EXERCISES.
- a) Answer these questions about the passage on 5G security:
(i) Who said security around 5G is "very much use case specific"?
(ii) What strength of encryption does 5G support?
(iii) Which generation is the last to employ a traditional point-to-point network function architecture?
- b) Write out the passage on 5G security from "Areas where 5G" up to and including "encryption, he said.".
- c) According to Sanchez, in which areas does 5G deliver genuine security improvements? List them all, as the passage on 5G security names them.

SUPPLIED PASSAGE START

Experimental activities have slowed amid the COVID-19 crises, but some sectors like manufacturing may also gravitate to 5G faster in a bid to rebuild and reengineer how their facilities are run, McQuire said. “Security isn’t a blanket, one-size-fits-all thing around 5G, it’s very much use case specific. So it’ll be certain use cases that will require deeper security and therefore companies will pay more attention to these capabilities than other use cases.”
Areas where 5G delivers genuine security improvements include better privacy protection, a new authentication framework, stronger encryption, and service-based architecture, according to Sanchez. More specifically, 5G adds the ability to encrypt the subscriber ID; the use of different credential classes, including certificates, pre-shared keys, and passwords; and support for 256-bit encryption, he said.
“4G is the last mobile network generation to employ a traditional point-to-point network function architecture. 5G took inspiration from contemporary data center web application and network design that rely on a service-based architecture,” Sanchez said. That allows 5G operators to use the same mature libraries, development tools, and security mechanisms used by cloud service providers, he explained.

SUPPLIED PASSAGE END
EXTRACTED ENTRIES START

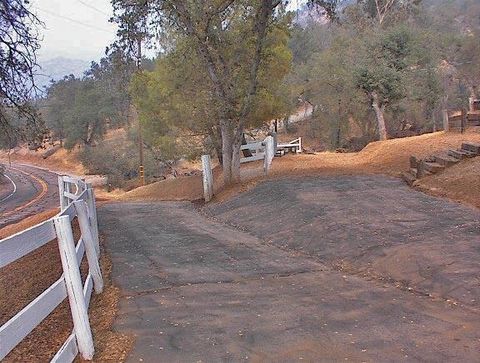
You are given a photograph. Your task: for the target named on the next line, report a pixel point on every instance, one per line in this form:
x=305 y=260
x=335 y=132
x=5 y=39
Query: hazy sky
x=79 y=28
x=74 y=28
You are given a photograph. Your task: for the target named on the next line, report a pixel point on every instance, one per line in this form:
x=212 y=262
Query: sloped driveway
x=299 y=270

EXTRACTED ENTRIES END

ANSWER LIST.
- a)
(i) McQuire
(ii) 256-bit encryption
(iii) 4G

- b)
Areas where 5G delivers genuine security improvements include better privacy protection, a new authentication framework, stronger encryption, and service-based architecture, according to Sanchez. More specifically, 5G adds the ability to encrypt the subscriber ID; the use of different credential classes, including certificates, pre-shared keys, and passwords; and support for 256-bit encryption, he said.

- c)
- Better privacy protection
- A new authentication framework
- Stronger encryption
- Service-based architecture